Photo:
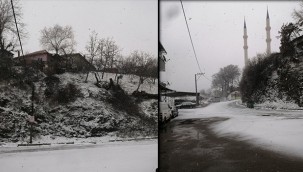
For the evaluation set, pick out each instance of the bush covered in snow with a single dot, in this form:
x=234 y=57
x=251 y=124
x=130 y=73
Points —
x=66 y=106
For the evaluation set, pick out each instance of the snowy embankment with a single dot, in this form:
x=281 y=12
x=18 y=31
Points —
x=127 y=156
x=277 y=130
x=68 y=109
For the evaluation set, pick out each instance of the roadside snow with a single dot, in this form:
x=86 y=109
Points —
x=277 y=130
x=113 y=157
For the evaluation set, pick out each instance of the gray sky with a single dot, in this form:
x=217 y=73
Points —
x=217 y=32
x=132 y=24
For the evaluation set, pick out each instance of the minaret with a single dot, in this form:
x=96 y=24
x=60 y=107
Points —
x=245 y=44
x=268 y=40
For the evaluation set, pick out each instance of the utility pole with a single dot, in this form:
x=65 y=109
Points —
x=32 y=118
x=197 y=96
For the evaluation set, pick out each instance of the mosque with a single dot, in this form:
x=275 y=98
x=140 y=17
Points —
x=268 y=40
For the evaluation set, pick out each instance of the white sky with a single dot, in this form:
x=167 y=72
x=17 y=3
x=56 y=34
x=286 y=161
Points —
x=217 y=32
x=132 y=24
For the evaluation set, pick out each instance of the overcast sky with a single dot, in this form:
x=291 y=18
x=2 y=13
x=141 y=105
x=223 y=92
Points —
x=132 y=24
x=217 y=32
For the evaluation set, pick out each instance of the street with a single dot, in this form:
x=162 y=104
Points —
x=122 y=156
x=192 y=142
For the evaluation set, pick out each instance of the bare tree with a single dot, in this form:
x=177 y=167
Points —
x=8 y=31
x=226 y=79
x=93 y=49
x=109 y=51
x=298 y=14
x=58 y=39
x=141 y=64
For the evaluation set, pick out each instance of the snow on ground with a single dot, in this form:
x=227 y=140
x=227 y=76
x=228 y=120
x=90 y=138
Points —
x=277 y=130
x=112 y=157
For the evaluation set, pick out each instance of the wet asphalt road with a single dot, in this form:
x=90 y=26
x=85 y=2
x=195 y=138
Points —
x=190 y=146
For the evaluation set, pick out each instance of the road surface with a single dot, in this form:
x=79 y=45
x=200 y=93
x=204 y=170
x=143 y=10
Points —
x=127 y=156
x=210 y=140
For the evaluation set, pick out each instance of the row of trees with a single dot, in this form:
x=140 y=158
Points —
x=226 y=80
x=103 y=53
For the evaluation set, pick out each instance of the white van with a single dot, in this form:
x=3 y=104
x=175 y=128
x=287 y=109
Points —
x=165 y=112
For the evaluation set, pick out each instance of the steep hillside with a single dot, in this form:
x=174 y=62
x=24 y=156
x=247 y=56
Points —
x=66 y=106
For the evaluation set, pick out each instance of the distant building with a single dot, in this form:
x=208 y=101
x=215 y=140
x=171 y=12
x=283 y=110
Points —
x=55 y=63
x=6 y=54
x=298 y=44
x=77 y=63
x=268 y=39
x=41 y=56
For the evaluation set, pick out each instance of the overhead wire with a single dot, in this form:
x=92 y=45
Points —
x=190 y=37
x=192 y=44
x=17 y=27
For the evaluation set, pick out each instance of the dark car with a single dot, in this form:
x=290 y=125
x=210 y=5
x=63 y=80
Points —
x=185 y=105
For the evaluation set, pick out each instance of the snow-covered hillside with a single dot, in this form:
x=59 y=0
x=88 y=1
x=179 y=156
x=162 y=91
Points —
x=66 y=106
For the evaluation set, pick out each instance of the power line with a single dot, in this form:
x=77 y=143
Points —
x=190 y=37
x=17 y=27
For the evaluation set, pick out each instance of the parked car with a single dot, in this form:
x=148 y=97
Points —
x=186 y=105
x=165 y=112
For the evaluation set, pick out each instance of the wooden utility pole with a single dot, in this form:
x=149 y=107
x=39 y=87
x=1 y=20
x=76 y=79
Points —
x=197 y=96
x=32 y=118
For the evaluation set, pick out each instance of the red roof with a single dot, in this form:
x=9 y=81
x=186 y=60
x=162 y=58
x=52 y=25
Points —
x=37 y=53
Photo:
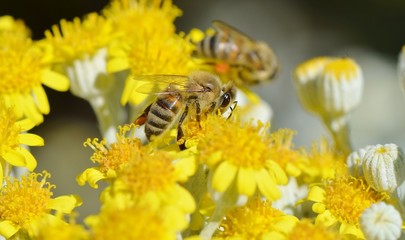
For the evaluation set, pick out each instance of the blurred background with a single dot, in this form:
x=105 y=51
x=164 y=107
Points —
x=371 y=32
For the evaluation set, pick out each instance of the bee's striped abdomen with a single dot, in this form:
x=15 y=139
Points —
x=162 y=114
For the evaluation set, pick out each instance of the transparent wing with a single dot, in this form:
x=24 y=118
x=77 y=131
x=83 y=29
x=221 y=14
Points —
x=161 y=84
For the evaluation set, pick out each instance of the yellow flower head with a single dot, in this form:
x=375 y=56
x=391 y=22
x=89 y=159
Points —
x=255 y=220
x=23 y=70
x=147 y=42
x=110 y=158
x=304 y=230
x=341 y=201
x=137 y=223
x=78 y=38
x=154 y=180
x=22 y=202
x=239 y=154
x=322 y=163
x=12 y=136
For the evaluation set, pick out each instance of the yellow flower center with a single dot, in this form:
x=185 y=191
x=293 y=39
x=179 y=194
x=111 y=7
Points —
x=347 y=198
x=133 y=223
x=20 y=68
x=118 y=153
x=243 y=145
x=342 y=69
x=250 y=221
x=24 y=200
x=304 y=230
x=76 y=39
x=153 y=172
x=9 y=131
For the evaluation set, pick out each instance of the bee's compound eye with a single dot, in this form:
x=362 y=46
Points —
x=226 y=99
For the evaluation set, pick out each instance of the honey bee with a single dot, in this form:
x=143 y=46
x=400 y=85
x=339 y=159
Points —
x=184 y=98
x=237 y=56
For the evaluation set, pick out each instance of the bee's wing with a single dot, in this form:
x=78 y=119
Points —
x=161 y=84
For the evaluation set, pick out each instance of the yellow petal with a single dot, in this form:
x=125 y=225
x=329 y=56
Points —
x=318 y=207
x=30 y=161
x=246 y=181
x=65 y=204
x=326 y=219
x=8 y=228
x=117 y=65
x=25 y=124
x=90 y=175
x=30 y=109
x=15 y=158
x=54 y=80
x=316 y=194
x=30 y=139
x=267 y=186
x=223 y=176
x=277 y=172
x=42 y=99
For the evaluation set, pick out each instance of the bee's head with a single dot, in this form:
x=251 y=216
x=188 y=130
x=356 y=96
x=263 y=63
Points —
x=228 y=95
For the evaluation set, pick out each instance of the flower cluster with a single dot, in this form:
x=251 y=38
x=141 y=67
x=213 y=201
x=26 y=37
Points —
x=212 y=169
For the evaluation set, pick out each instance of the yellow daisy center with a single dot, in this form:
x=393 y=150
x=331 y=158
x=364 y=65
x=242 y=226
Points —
x=119 y=153
x=134 y=223
x=24 y=200
x=342 y=69
x=250 y=221
x=243 y=145
x=9 y=131
x=153 y=172
x=20 y=68
x=347 y=198
x=76 y=39
x=304 y=230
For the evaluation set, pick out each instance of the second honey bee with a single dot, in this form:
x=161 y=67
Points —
x=185 y=97
x=237 y=56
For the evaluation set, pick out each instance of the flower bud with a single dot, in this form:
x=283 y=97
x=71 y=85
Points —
x=384 y=167
x=381 y=221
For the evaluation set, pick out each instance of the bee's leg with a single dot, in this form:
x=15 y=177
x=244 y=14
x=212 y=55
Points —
x=235 y=103
x=142 y=119
x=180 y=133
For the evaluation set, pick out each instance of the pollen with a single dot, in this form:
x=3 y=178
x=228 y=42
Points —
x=348 y=197
x=154 y=172
x=304 y=230
x=251 y=150
x=250 y=221
x=24 y=200
x=76 y=39
x=114 y=156
x=20 y=68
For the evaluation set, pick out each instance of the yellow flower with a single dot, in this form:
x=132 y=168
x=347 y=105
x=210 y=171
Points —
x=110 y=158
x=256 y=220
x=137 y=223
x=323 y=162
x=23 y=202
x=240 y=154
x=78 y=38
x=147 y=42
x=12 y=136
x=9 y=25
x=23 y=70
x=50 y=230
x=154 y=178
x=304 y=230
x=341 y=201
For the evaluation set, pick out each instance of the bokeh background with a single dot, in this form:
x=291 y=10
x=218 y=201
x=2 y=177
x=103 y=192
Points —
x=371 y=32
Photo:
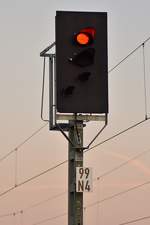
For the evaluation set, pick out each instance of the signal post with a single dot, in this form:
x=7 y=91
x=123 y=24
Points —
x=78 y=92
x=75 y=156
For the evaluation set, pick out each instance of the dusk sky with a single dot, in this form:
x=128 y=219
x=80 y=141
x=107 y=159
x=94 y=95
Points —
x=27 y=27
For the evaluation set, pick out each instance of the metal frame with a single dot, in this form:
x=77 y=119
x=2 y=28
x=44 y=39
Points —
x=57 y=120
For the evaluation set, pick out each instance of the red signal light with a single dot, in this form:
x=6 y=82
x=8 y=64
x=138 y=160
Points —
x=85 y=36
x=82 y=38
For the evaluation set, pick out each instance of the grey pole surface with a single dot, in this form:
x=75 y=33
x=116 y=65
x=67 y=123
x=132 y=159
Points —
x=75 y=156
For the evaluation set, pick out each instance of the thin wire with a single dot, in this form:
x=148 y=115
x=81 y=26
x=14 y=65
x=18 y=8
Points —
x=145 y=89
x=50 y=219
x=136 y=220
x=97 y=179
x=52 y=168
x=44 y=201
x=32 y=178
x=113 y=68
x=131 y=53
x=22 y=143
x=123 y=164
x=119 y=194
x=6 y=215
x=118 y=134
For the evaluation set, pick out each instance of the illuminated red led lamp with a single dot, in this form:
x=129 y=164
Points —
x=85 y=36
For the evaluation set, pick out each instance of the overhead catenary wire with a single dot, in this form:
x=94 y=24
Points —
x=31 y=178
x=110 y=70
x=119 y=194
x=12 y=151
x=23 y=142
x=64 y=162
x=98 y=178
x=50 y=219
x=136 y=220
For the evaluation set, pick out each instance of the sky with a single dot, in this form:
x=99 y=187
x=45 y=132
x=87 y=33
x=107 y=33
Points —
x=27 y=27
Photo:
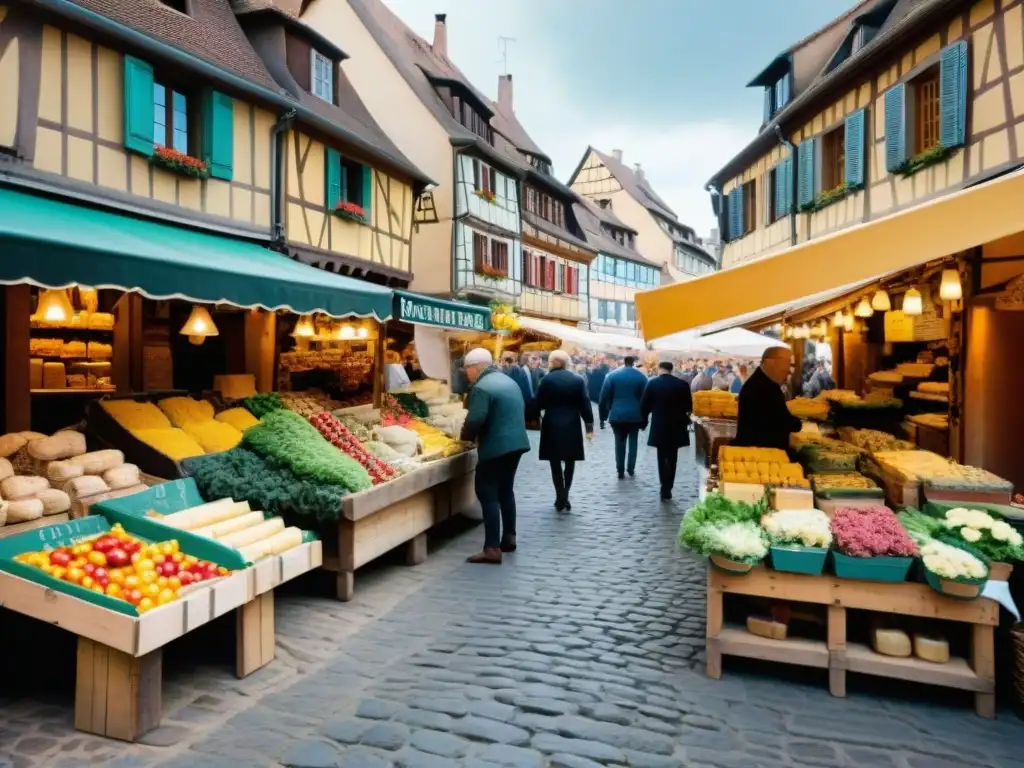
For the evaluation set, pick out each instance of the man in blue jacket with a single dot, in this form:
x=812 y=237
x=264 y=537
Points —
x=620 y=406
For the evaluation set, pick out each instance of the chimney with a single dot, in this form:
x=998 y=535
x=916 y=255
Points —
x=440 y=35
x=505 y=92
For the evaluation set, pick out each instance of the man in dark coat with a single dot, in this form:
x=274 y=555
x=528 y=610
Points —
x=620 y=407
x=562 y=400
x=764 y=420
x=668 y=403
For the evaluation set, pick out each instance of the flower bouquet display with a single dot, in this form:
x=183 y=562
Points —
x=871 y=545
x=800 y=540
x=727 y=532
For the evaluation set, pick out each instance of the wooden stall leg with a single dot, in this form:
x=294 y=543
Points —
x=983 y=664
x=712 y=650
x=117 y=695
x=416 y=550
x=255 y=637
x=346 y=585
x=837 y=650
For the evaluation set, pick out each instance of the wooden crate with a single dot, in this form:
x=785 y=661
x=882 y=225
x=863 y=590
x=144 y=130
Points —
x=976 y=674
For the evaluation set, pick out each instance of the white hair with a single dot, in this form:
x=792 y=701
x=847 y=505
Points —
x=560 y=356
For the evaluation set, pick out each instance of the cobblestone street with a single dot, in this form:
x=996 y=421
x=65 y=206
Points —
x=585 y=648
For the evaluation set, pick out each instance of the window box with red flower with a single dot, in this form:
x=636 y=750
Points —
x=350 y=211
x=178 y=162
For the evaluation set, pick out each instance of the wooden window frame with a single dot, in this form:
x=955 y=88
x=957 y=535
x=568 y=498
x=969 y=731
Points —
x=832 y=168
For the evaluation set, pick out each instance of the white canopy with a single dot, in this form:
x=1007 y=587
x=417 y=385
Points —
x=613 y=343
x=738 y=342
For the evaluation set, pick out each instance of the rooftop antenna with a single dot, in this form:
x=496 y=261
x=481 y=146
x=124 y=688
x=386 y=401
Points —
x=503 y=44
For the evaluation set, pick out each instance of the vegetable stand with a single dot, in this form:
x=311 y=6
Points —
x=395 y=513
x=118 y=686
x=976 y=674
--------------------------------
(What you will do): Render the listing from the line with "the wooden crate" to the line with "x=585 y=648", both included, as a JSON list of strings, one string per line, leaving out blank lines.

(Exercise output):
[
  "For the evaluation set, pick out each instance of the wooden crate with a single dot, in this form:",
  "x=785 y=661",
  "x=882 y=225",
  "x=863 y=590",
  "x=144 y=130",
  "Points —",
  "x=976 y=674",
  "For the evaluation set, pick out each instance of the white hair with a single dot, in this form:",
  "x=792 y=701",
  "x=847 y=505",
  "Points —",
  "x=560 y=356",
  "For the evaluation set, pick out each instance of the cobblestone street with a single dot, in this form:",
  "x=996 y=421",
  "x=65 y=206",
  "Points —",
  "x=585 y=648"
]